▶ [PROBLEMS AND TASKS]
A – From the essay below, list the familiar habits we return to after forgetting our moments of genuine aliveness.
B – In the essay below, what name does the writer give to the protective patterns we build up over a lifetime?
C – Please write the next part of the essay below, starting after the Viktor Frankl quotation.

Lost to Our Selves
Over the course of our lives — sometimes from a very early age — most of us lose some or most of our connection to our Authentic Self. To our true nature. To who we really are at the core.
This wasn’t weakness. It was adaptation. We were doing what living things do: finding ways to survive, to belong, to get our needs met in the environments we were given. We forged armor. We developed automatic patterns of thinking, feeling, and behaving — protective ones, adaptive ones — and when something worked, even a little, it stuck. Even if we developed it at five years old. Even if it no longer serves us. It got a result once, it brought some relief, and so we kept using some version of it — often without realizing we still are.
These patterns — what I’ve come to call Adaptive Protective Programs, or APPs — accumulate over a lifetime. By adulthood, most of us are running dozens of them. And most of the time, we don’t even know it.
Living in Autopilot
It’s been said by many that we live in autopilot much of the time. That’s not entirely a bad thing — it conserves energy, it keeps us functional. But there’s a cost.
We learn to live as a fraction of our whole selves. Not fully present to each moment. Sometimes not present to ourselves at all.
We get lost in our minds — dwelling on the past, caught in guilt or shame, anxious about the future. Or we go the other direction entirely: so completely submerged in the busyness of daily life that we don’t have to feel much of anything except rushed, stressed, and tired. Both are ways of not quite being here.
We distract. We avoid. We manage. And somewhere along the way, many of us come to mistake this for living — for being who we are. But it’s not. It’s not even close to the surface of what’s possible.
Living primarily in our heads — in the past or the future, in worry or in numbness — is a kind of trance. A survival trance. A way of getting through one more day while staying safely distant from what we fear most, and from what we most deeply want.
Soulful Moments Shine Through
This may sound bleak. And it’s worth saying: it isn’t the whole picture.
In between the trance and the autopilot, most of us do have moments of genuine aliveness. Times when we are fully present, fully ourselves — loving what’s in front of us, rising to something, feeling the particular rightness of being exactly where and who we are. Peak moments. Quiet moments. Moments of complete acceptance, of awe, of feeling our best while doing our best.
The trouble is what happens next. We forget them. We discount them. We qualify them away and return to the familiar habits — the fear, the avoidance, the not-quite-thereness and the unenoughness. The gravity of our lives pulls us back, and the moment dissolves.
We get stuck — in our patterns, in our roles, in the expectations of others and our own long-held beliefs about who we are and what’s possible. And in that stuckness, we cut ourselves off, gradually and often invisibly, from so much of what we’re actually capable of experiencing.
We are lost to ourselves.
Finding Our Way Back to Our Selves
As Viktor Frankl wrote: “Live as if you were living already for the second time, and as if you had acted the first time as wrongly as you are about to act now.”

▶ [SUPPLIED DATA]

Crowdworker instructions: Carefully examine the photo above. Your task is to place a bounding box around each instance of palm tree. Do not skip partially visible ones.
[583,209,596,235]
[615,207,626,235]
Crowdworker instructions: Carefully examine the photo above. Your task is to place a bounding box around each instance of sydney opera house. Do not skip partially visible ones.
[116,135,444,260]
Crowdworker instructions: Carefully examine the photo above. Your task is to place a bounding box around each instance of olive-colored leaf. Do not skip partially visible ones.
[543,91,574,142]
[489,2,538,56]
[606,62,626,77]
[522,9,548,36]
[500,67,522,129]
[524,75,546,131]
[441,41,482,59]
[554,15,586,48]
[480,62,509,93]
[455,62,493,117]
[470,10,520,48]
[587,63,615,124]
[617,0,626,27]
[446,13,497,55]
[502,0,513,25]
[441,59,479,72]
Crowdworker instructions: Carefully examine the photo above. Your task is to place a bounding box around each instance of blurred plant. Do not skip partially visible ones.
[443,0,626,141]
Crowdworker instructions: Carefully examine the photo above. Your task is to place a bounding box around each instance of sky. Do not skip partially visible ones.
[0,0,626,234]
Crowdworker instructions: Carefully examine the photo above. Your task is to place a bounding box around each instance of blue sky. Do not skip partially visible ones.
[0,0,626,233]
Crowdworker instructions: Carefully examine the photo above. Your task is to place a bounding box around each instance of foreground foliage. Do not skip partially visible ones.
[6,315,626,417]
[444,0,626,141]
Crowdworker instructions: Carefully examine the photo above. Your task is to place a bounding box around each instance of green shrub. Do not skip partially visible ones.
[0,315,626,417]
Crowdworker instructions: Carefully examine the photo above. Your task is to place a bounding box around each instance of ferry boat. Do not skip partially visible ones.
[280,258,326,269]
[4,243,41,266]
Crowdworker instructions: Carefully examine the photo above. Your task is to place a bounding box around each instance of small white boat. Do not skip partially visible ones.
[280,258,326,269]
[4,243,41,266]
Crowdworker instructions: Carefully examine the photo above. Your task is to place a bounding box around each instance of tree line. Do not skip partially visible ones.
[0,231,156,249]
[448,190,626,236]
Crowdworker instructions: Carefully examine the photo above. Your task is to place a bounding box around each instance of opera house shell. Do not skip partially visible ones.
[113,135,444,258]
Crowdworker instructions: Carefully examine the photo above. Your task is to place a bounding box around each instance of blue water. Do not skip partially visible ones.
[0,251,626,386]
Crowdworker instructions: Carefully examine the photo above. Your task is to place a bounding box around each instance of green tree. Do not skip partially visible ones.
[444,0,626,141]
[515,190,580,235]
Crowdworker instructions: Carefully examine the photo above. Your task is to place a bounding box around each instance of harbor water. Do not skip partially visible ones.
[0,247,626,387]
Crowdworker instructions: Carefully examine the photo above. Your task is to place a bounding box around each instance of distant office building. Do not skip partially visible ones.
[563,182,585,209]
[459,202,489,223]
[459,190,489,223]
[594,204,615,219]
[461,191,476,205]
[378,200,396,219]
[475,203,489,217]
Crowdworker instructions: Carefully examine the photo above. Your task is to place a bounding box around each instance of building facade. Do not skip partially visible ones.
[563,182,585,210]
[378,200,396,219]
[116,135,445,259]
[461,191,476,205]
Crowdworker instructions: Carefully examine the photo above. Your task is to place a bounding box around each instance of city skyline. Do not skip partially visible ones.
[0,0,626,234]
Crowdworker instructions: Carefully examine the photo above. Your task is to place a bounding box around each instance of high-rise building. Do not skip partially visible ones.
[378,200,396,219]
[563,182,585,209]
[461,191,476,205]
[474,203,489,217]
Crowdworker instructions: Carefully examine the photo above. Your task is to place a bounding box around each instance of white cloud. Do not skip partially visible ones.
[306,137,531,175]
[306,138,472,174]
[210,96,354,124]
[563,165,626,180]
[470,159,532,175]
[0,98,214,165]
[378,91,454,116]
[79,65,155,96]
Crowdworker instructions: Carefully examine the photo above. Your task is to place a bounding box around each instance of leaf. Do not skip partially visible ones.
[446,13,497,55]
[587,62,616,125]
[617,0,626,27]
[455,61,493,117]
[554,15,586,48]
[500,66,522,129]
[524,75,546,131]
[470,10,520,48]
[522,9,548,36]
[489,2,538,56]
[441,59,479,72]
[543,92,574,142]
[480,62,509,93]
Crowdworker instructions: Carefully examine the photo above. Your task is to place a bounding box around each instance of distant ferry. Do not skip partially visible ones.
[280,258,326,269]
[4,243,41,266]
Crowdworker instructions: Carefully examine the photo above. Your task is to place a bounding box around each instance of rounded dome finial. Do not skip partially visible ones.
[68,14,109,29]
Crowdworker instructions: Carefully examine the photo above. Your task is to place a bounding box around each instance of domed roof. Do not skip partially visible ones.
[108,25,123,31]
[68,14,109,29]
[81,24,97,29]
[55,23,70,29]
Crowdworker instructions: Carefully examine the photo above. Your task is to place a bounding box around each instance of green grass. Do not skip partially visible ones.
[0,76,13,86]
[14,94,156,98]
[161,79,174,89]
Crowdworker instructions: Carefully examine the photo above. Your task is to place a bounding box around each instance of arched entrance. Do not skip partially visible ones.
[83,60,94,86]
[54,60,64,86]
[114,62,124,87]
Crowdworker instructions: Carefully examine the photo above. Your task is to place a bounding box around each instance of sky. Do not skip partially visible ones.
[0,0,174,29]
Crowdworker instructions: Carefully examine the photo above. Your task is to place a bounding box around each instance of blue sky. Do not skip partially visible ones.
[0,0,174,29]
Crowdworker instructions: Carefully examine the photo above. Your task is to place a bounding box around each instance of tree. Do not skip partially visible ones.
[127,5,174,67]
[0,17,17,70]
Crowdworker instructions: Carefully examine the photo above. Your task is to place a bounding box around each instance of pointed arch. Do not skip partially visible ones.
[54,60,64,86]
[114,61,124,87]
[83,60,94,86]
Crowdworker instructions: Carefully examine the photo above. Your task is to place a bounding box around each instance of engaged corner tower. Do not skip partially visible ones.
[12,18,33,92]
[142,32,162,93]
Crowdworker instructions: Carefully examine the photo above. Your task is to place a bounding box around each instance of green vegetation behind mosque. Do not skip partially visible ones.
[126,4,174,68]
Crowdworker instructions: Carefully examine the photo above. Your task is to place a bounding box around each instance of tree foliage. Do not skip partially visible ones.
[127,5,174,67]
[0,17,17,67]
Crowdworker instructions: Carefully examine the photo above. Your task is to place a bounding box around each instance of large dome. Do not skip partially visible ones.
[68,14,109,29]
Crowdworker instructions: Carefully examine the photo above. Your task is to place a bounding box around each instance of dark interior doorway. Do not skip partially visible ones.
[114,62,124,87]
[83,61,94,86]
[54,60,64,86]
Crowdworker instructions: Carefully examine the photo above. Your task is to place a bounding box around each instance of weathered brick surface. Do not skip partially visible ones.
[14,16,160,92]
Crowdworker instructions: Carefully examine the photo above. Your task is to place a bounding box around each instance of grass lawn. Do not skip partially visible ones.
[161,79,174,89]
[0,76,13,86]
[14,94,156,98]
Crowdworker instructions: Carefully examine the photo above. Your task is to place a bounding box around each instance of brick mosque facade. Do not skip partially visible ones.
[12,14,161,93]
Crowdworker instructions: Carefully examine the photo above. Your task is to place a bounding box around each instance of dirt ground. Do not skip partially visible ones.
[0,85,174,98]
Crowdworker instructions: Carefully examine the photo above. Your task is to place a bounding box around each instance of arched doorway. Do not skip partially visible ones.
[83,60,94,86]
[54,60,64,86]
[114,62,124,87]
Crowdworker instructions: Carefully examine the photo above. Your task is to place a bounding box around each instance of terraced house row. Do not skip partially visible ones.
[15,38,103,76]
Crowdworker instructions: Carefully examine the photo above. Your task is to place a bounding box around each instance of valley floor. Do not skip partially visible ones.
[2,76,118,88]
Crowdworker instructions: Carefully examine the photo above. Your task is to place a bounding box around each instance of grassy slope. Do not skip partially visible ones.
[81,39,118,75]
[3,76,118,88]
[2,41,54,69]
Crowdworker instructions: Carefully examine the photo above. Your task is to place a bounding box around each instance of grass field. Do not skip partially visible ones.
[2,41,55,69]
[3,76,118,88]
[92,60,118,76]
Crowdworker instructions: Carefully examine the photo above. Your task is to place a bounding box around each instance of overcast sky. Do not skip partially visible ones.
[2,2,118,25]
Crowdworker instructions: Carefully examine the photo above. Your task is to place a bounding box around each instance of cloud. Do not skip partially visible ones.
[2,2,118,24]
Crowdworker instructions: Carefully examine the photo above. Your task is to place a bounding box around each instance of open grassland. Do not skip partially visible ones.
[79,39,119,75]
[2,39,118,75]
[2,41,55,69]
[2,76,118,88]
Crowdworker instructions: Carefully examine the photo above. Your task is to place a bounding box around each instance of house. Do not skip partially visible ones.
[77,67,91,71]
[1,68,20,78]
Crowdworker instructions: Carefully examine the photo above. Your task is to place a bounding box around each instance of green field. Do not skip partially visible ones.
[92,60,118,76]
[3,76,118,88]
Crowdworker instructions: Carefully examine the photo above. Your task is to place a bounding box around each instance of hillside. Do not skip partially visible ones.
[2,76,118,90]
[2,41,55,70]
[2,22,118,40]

▶ [ANSWERS FOR THE TASKS]
A –
- the fear
- the avoidance
- the not-quite-thereness
- the unenoughness

B – Adaptive Protective Programs, or APPs.

C –
I return to this quote often — with myself, and with almost everyone I work with. Because the journey of personal growth is not just self-discovery. It’s self-recovery. It’s the gradual, courageous, often humbling process of finding your way back to who you actually are — beneath the adaptations, beneath the armor, beneath the long years of survival strategies that kept you going but slowly narrowed your world.
It means learning a new way of being. More aware. More present. More honest with yourself about what you actually feel, what you actually need, what you actually value. More willing to let the authentic moment matter — rather than discounting it and retreating to what’s familiar and safe.
What does that actually look like?
In short: you are not who you think you are. The self is not your identity or your personality — not the role you play at work, not the version of you that manages and performs and holds it all together. Your Self — with a capital S — is something deeper. Your core essence. Your life force. The part of you that was there before the armor formed, and that remains beneath it still.
To grow — genuinely, lastingly — is to reconnect with that essence. And more than reconnect: to begin trusting it to lead.
The Skills Worth Building
The journey begins with awareness. Not analysis — awareness. The simple, powerful, trainable capacity to notice what’s happening inside you without being completely swept away by it.
Mindfulness and presence are the foundation. Not as concepts but as lived practice — the ongoing work of bringing attention back under your own influence, of being here rather than lost in the mind’s constant commentary about the past and future. Of learning to connect not just with thoughts but with the body, the breath, the heart — the full range of what it means to be alive in this moment.
From that ground of awareness, something becomes possible that wasn’t before: genuine curiosity about yourself. Not judgment. Not the inner critic’s relentless audit. But real, open, non-defensive interest in what makes you tick — what you love, what you fear, what triggers you, what protective programs have been running quietly in the background, and why they’re there.
This is where the shticks and shenanigans come in — the ego’s characteristic moves, the habitual defenses, the patterns that once protected you and now mostly just get in your way. Meeting them with curiosity and even a little humor rather than shame or self-attack changes the relationship entirely. They stop being enemies and start being information.
Through intentional experience — not just thinking about growth but actually moving toward it, outside the comfort zone, in contact with real life — we discover what our genuine strengths are. We begin to recognize what we actually value, what we actually want, what we no longer want to carry. And we begin, slowly, to serve something truer than fear.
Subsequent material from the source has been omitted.